▶ Records provided:
================
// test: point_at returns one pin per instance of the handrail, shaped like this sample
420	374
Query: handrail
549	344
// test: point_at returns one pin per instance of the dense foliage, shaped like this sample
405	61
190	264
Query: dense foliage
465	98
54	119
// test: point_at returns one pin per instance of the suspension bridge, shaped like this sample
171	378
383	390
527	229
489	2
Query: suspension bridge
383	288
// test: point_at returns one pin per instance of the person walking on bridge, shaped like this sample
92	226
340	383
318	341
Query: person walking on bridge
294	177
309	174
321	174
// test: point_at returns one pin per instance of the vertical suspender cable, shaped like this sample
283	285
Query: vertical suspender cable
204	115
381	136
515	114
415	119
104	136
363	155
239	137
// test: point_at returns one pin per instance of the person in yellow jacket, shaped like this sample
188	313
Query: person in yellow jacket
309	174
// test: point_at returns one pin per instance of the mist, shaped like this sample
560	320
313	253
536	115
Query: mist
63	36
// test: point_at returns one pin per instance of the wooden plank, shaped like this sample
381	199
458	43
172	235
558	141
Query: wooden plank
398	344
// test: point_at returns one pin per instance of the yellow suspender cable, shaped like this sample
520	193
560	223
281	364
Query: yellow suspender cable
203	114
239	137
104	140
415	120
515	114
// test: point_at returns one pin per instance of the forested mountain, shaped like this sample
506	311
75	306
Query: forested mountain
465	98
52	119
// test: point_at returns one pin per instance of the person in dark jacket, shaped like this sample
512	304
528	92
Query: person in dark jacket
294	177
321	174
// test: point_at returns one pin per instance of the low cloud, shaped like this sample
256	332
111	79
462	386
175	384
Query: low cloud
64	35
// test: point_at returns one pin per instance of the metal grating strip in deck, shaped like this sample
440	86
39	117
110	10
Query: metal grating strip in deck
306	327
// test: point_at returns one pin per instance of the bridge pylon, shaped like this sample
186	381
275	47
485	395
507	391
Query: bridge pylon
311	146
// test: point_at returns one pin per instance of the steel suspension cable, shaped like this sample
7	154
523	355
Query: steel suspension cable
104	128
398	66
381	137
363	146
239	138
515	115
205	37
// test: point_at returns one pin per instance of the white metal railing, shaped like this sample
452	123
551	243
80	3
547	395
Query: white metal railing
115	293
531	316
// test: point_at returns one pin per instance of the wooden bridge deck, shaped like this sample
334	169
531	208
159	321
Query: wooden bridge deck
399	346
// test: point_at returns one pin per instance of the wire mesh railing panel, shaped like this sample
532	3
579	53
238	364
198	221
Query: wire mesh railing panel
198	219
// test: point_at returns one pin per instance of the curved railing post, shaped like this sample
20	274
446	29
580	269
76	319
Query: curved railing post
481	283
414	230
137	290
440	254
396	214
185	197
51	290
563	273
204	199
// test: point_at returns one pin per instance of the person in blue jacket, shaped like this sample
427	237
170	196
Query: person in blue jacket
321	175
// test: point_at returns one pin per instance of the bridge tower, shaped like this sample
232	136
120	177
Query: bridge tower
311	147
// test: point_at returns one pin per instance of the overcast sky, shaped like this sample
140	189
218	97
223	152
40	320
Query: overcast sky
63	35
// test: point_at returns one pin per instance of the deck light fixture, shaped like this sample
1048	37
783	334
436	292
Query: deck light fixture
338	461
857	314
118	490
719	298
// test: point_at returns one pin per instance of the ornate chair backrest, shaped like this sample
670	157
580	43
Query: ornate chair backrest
================
▶ Your objective:
Restate the listing above word for word.

▶ Reply to the task:
// test: point_at returns one pin per instance of the handrail, shaped like this sample
420	374
Query: handrail
549	344
// test: point_at returns one pin per instance of the dense foliage, shaped like this sample
405	61
190	264
Query: dense foliage
465	98
54	119
// test: point_at returns one pin per instance of the suspension bridge, shaped like this sample
171	378
383	390
527	229
489	2
Query: suspension bridge
383	288
// test: point_at returns one pin per instance of the person walking on bridge, shaped like this sample
92	226
340	383
318	341
Query: person walking on bridge
294	177
309	174
321	174
// test: point_at returns one pin per instance of the vertical suspender cable, shaped like this sample
283	285
Query: vertical suspender cable
204	115
381	136
515	114
415	119
104	136
363	155
239	137
// test: point_at returns one pin per instance of the person in yellow jacket, shaped like this sample
188	313
Query: person in yellow jacket
309	174
// test: point_at returns one pin per instance of the mist, shaped like this sample
560	320
313	253
536	115
Query: mist
63	36
// test: point_at returns one pin per instance of the wooden plank, shaped like this sample
381	199
458	43
172	235
558	141
Query: wooden plank
398	344
// test: point_at returns one pin per instance of the yellow suspender cable, shaped like this sample
520	193
560	223
281	364
Query: yellow suspender cable
203	114
239	137
104	140
415	120
515	114
// test: point_at returns one pin per instance of the forested mountain, shaped like this sample
506	311
75	306
Query: forested mountain
465	98
52	119
// test: point_at returns one pin per instance of the person in dark jacket, shaped like this sample
512	304
528	92
Query: person in dark jacket
294	177
321	174
// test: point_at returns one pin per instance of the low cloud, shaped like this sample
256	332
111	79
462	386
175	384
Query: low cloud
64	35
// test: point_at returns one pin per instance of the metal grating strip in deck, shaped like this sample
440	86
39	117
110	10
Query: metal grating strip in deck
306	327
// test: point_at returns one pin per instance of the bridge pylon, shaped like this sample
186	381
275	47
485	395
507	391
Query: bridge pylon
311	146
// test: point_at returns one pin per instance of the steel suspension cable, shaped like this sample
7	154
523	355
Query: steel suspension cable
104	128
398	66
381	137
363	146
239	138
515	115
205	37
// test: point_at returns one pin per instance of the white metal railing, shaped like this sample
452	123
551	243
80	3
547	395
Query: white metal railing
115	293
531	316
// test: point_at returns one pin per instance of the wooden bridge deck, shaped like this sample
334	169
531	208
159	321
Query: wooden bridge deck
399	346
// test: point_at returns one pin per instance of the wire mesh railing panel, shaped like this sample
532	3
579	53
238	364
198	221
Query: wire mesh railing panel
198	219
// test: point_at returns one pin per instance of the curved railing post, shaped like this sample
20	274
446	29
580	269
76	319
Query: curved railing post
481	283
414	230
137	290
440	254
396	214
185	197
51	290
563	273
204	199
// test: point_at returns one pin per instance of the person in blue jacket, shaped like this sample
427	237
170	196
Query: person in blue jacket
321	175
// test: point_at returns one pin per instance of the bridge tower, shaped like this sample
232	136
120	177
Query: bridge tower
311	147
// test: point_at returns one pin per instance of the overcast sky, shaped like this sample
140	189
218	97
223	152
40	320
Query: overcast sky
63	35
// test: point_at returns one pin per instance of the deck light fixture, shaped like this sample
1048	37
783	334
436	292
Query: deck light fixture
338	461
857	314
118	490
719	298
// test: point_at returns one pin per instance of the ornate chair backrest, shaped like this sample
670	157
580	43
Query: ornate chair backrest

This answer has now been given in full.